* PROBLEM DESCRIPTION: Look through the entries that follow and return each line that has the string "white".

* PROVIDED DATA:
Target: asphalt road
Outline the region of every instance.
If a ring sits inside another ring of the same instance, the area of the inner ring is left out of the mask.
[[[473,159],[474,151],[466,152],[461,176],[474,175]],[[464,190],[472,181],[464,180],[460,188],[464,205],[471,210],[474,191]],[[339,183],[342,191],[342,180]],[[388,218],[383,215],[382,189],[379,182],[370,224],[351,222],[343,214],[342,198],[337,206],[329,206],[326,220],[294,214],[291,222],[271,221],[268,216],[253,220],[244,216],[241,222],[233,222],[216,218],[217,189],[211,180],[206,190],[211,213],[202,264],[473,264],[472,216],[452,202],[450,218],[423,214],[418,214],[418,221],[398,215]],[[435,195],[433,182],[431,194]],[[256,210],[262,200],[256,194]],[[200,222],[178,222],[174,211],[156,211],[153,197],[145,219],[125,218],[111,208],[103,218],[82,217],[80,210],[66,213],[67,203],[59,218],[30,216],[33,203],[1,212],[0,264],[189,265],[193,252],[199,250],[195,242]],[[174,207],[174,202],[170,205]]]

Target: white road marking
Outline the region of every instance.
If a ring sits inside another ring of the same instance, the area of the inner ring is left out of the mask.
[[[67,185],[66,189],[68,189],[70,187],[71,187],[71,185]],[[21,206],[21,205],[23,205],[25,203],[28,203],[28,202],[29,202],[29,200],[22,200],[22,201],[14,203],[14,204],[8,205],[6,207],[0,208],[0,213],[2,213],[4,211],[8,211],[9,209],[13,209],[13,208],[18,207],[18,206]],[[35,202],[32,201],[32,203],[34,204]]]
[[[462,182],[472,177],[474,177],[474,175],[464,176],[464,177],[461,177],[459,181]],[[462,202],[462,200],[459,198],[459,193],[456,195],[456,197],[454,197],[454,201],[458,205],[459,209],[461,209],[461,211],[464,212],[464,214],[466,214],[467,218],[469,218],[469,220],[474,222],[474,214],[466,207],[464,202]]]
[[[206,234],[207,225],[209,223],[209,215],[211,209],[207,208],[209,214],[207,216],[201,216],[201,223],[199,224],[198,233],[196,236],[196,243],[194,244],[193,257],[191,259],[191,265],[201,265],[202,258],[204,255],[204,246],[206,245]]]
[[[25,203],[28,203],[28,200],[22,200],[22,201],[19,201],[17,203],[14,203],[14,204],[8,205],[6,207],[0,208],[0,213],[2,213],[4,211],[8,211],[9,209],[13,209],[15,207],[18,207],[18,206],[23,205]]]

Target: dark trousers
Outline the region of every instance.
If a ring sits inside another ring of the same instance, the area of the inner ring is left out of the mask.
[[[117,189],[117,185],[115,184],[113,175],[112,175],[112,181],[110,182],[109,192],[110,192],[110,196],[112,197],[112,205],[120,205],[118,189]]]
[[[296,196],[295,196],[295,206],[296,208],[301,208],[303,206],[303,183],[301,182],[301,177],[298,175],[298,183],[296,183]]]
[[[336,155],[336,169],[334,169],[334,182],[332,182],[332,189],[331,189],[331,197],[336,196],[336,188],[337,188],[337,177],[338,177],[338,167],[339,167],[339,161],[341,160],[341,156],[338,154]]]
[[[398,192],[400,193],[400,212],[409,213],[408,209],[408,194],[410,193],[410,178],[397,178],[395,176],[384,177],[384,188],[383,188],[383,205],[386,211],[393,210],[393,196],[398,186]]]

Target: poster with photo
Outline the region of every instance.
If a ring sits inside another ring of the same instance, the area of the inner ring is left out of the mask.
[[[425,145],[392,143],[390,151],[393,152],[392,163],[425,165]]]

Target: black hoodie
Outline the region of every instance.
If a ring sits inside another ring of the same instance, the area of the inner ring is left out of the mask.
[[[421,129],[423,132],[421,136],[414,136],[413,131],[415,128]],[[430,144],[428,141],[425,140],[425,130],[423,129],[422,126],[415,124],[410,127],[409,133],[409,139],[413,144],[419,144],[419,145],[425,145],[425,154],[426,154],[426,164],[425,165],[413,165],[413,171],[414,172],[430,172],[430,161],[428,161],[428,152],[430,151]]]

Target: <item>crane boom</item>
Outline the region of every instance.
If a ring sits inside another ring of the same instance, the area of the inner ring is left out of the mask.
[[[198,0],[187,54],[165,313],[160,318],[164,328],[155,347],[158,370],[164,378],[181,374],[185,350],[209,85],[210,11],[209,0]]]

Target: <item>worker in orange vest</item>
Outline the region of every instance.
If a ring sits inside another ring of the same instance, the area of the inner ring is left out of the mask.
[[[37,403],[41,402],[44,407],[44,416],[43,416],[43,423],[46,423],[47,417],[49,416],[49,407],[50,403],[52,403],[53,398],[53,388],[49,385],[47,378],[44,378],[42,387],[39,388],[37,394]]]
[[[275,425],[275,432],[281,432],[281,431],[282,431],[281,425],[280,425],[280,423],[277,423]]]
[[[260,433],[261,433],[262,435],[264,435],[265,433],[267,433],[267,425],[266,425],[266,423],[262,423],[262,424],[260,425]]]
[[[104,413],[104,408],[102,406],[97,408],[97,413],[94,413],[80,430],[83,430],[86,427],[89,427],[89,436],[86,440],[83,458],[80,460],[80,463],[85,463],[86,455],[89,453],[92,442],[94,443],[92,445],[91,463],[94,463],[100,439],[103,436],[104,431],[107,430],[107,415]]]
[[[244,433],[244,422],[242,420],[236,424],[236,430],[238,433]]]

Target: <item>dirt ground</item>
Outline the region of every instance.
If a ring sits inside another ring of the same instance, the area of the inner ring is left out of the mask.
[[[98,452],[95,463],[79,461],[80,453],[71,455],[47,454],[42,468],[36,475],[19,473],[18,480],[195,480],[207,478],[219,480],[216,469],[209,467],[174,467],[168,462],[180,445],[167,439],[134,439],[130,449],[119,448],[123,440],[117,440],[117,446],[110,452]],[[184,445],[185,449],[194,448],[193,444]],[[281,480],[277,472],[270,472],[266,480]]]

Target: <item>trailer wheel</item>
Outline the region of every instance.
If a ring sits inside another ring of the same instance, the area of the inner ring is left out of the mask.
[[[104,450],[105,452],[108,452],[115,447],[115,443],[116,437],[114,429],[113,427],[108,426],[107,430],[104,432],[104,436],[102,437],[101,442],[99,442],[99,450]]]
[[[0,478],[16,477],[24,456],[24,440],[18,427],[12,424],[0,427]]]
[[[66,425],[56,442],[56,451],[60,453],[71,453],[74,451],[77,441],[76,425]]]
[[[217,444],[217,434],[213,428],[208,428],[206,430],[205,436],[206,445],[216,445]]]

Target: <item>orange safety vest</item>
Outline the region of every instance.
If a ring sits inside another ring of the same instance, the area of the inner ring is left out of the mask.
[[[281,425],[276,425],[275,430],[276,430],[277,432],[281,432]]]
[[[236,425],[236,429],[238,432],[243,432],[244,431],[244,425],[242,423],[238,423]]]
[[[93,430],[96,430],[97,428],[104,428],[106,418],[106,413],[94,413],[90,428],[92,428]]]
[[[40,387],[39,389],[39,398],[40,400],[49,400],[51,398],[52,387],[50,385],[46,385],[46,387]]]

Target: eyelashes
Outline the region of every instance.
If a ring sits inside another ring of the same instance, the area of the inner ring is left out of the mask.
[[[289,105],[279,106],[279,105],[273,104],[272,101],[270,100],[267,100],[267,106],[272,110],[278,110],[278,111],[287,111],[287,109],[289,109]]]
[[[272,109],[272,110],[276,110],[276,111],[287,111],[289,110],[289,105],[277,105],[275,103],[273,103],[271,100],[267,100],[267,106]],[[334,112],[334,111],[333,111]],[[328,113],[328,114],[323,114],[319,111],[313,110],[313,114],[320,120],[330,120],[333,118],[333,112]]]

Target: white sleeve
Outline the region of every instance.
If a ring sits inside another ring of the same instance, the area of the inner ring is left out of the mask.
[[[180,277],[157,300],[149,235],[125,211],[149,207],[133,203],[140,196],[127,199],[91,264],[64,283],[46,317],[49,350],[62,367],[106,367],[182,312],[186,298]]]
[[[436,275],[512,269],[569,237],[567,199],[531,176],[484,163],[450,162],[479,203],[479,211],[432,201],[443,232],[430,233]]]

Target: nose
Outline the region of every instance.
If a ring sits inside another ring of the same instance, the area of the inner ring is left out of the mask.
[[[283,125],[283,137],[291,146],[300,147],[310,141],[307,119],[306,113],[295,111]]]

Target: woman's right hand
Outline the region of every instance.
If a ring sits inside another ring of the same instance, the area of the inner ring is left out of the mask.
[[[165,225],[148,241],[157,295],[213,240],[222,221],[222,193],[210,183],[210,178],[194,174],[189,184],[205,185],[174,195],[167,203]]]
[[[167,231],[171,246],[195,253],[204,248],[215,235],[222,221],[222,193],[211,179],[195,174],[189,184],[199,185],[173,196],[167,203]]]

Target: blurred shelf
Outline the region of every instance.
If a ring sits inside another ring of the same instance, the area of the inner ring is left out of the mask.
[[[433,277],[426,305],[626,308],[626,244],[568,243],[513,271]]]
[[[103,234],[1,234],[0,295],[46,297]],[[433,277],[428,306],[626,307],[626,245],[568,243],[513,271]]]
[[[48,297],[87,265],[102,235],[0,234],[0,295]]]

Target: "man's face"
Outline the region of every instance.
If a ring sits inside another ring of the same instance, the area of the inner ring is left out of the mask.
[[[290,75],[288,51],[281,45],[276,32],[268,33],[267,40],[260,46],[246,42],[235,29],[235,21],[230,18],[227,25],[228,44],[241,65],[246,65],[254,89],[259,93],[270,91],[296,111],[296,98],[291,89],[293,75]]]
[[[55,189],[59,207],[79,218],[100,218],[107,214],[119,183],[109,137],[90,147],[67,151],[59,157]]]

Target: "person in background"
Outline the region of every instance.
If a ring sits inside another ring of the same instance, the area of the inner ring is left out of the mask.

* OUTPUT FOR THIS TASK:
Target: white road marking
Target: white sleeve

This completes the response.